#### Problem details:
Once you have read the records below, print them again exactly as they stand.

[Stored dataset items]
Start of Block

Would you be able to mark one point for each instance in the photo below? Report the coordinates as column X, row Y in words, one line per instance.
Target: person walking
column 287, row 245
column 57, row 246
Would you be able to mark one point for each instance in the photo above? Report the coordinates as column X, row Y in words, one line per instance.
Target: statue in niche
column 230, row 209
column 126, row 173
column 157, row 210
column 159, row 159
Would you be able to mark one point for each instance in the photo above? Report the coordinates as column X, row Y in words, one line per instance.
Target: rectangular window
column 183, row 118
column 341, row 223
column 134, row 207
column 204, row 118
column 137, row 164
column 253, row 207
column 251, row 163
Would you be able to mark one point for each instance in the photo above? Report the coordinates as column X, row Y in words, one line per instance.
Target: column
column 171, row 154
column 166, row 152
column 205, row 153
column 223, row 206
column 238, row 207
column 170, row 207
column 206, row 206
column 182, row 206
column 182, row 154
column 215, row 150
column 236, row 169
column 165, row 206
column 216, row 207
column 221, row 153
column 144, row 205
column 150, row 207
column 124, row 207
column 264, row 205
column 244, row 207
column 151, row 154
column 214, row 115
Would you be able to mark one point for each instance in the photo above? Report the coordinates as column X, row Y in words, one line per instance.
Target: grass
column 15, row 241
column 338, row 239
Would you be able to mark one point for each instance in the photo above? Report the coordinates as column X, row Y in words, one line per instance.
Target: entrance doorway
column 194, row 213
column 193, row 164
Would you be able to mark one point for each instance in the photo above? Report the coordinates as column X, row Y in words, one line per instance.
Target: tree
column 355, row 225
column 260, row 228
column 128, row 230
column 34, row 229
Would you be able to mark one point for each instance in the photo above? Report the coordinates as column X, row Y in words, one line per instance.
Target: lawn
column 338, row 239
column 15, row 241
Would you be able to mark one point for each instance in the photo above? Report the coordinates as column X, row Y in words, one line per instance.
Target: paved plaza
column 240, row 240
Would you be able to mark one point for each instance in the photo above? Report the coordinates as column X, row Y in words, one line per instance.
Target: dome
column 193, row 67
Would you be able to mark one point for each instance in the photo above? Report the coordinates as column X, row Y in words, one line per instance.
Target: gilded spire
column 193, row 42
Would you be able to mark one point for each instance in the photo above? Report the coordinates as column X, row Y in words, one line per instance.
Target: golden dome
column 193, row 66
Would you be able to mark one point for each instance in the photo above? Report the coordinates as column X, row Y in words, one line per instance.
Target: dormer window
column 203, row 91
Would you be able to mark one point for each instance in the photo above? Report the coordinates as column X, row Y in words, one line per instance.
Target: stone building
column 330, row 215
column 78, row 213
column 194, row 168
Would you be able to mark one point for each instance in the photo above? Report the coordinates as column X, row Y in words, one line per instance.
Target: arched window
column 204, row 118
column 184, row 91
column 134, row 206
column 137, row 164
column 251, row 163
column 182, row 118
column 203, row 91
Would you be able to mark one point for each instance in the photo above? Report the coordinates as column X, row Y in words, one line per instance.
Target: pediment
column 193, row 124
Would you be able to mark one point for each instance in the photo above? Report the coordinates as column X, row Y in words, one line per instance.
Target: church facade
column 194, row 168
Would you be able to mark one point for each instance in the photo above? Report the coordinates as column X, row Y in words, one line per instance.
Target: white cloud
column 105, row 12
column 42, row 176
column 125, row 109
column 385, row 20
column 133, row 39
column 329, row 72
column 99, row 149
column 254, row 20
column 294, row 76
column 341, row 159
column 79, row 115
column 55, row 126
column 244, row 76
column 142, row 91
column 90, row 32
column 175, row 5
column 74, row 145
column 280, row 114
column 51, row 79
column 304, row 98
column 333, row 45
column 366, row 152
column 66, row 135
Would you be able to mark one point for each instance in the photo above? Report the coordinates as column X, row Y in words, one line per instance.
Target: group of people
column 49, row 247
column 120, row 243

End of Block

#### Solution to this problem:
Would you be able to mark one point for each instance in the photo below? Report the coordinates as column X, row Y in words, one line per instance.
Target: person walking
column 287, row 245
column 57, row 246
Would you be able to mark one point for each instance in the photo above? Report the coordinates as column X, row Y in words, one line per instance.
Target: statue in niche
column 230, row 209
column 126, row 173
column 157, row 210
column 159, row 159
Would you be able to mark one point for each instance in the photo above? Report the coordinates as column X, row Y in words, one line per instance.
Target: rectangular window
column 183, row 118
column 341, row 223
column 134, row 207
column 204, row 118
column 137, row 164
column 253, row 207
column 251, row 163
Would you be able to mark one point for each instance in the photo above? Report the coordinates as column X, row Y in words, one line per instance.
Target: column
column 171, row 154
column 166, row 152
column 205, row 153
column 223, row 206
column 238, row 207
column 170, row 207
column 206, row 206
column 182, row 206
column 182, row 154
column 215, row 150
column 236, row 169
column 165, row 206
column 216, row 207
column 221, row 153
column 144, row 205
column 150, row 207
column 124, row 207
column 264, row 205
column 244, row 207
column 151, row 154
column 214, row 115
Would you be able to mark one point for each instance in the photo above? Report the coordinates as column X, row Y in words, one line per instance.
Target: grass
column 15, row 241
column 338, row 239
Would you be able to mark one point for each instance in the photo above? Report the coordinates as column X, row Y in words, one line per instance.
Target: entrance doorway
column 194, row 213
column 193, row 164
Would you be able to mark one point for each instance in the photo above? Report the coordinates as column X, row Y in words, one line per instance.
Target: tree
column 355, row 225
column 260, row 228
column 128, row 230
column 34, row 229
Would you be able to mark one point for each instance in the photo above? Report the coordinates as column X, row Y in words, one line per instance.
Target: lawn
column 338, row 239
column 15, row 241
Would you be able to mark one point for each instance in the photo above? Report the coordinates as column X, row Y in words, one line per instance.
Target: paved plaza
column 240, row 240
Would you be able to mark one point for each instance in the photo above? Report the coordinates as column X, row Y in words, one line per instance.
Target: dome
column 193, row 67
Would you be able to mark one point for each instance in the photo above? Report the coordinates as column X, row Y in words, one line per instance.
Target: gilded spire
column 193, row 42
Would you be able to mark one point for each instance in the photo above? Report the coordinates as column X, row Y in words, one line per instance.
Target: golden dome
column 193, row 66
Would you be able to mark one point for each instance in the photo above? Report the coordinates as column X, row Y in words, one line per instance.
Target: dormer window
column 203, row 91
Would you be able to mark one point for each instance in the photo above? Report the coordinates as column X, row Y in words, one line per instance.
Target: stone building
column 330, row 215
column 78, row 213
column 194, row 168
Would you be able to mark one point for each instance in the photo above? Report the coordinates as column X, row Y in words, one line per instance.
Target: arched window
column 204, row 118
column 184, row 91
column 134, row 206
column 137, row 164
column 251, row 163
column 182, row 118
column 203, row 91
Would you be able to mark one point for each instance in the photo above? Report the coordinates as column X, row Y in words, one line per instance.
Target: pediment
column 193, row 124
Would you be able to mark one point for each instance in the photo above? Report the coordinates as column X, row Y in words, one line per instance.
Target: church facade
column 194, row 168
Would you be able to mark one point for each instance in the photo above? Report the coordinates as column X, row Y in words, one line per instance.
Target: white cloud
column 105, row 12
column 42, row 176
column 125, row 109
column 385, row 20
column 133, row 39
column 329, row 72
column 99, row 149
column 254, row 20
column 294, row 76
column 341, row 159
column 79, row 115
column 55, row 126
column 244, row 76
column 142, row 91
column 90, row 32
column 175, row 5
column 74, row 145
column 280, row 114
column 51, row 79
column 304, row 98
column 333, row 45
column 366, row 152
column 66, row 135
Would you be able to mark one point for each instance in the photo above? Report the coordinates as column X, row Y in words, one line per instance.
Target: group of people
column 49, row 247
column 120, row 243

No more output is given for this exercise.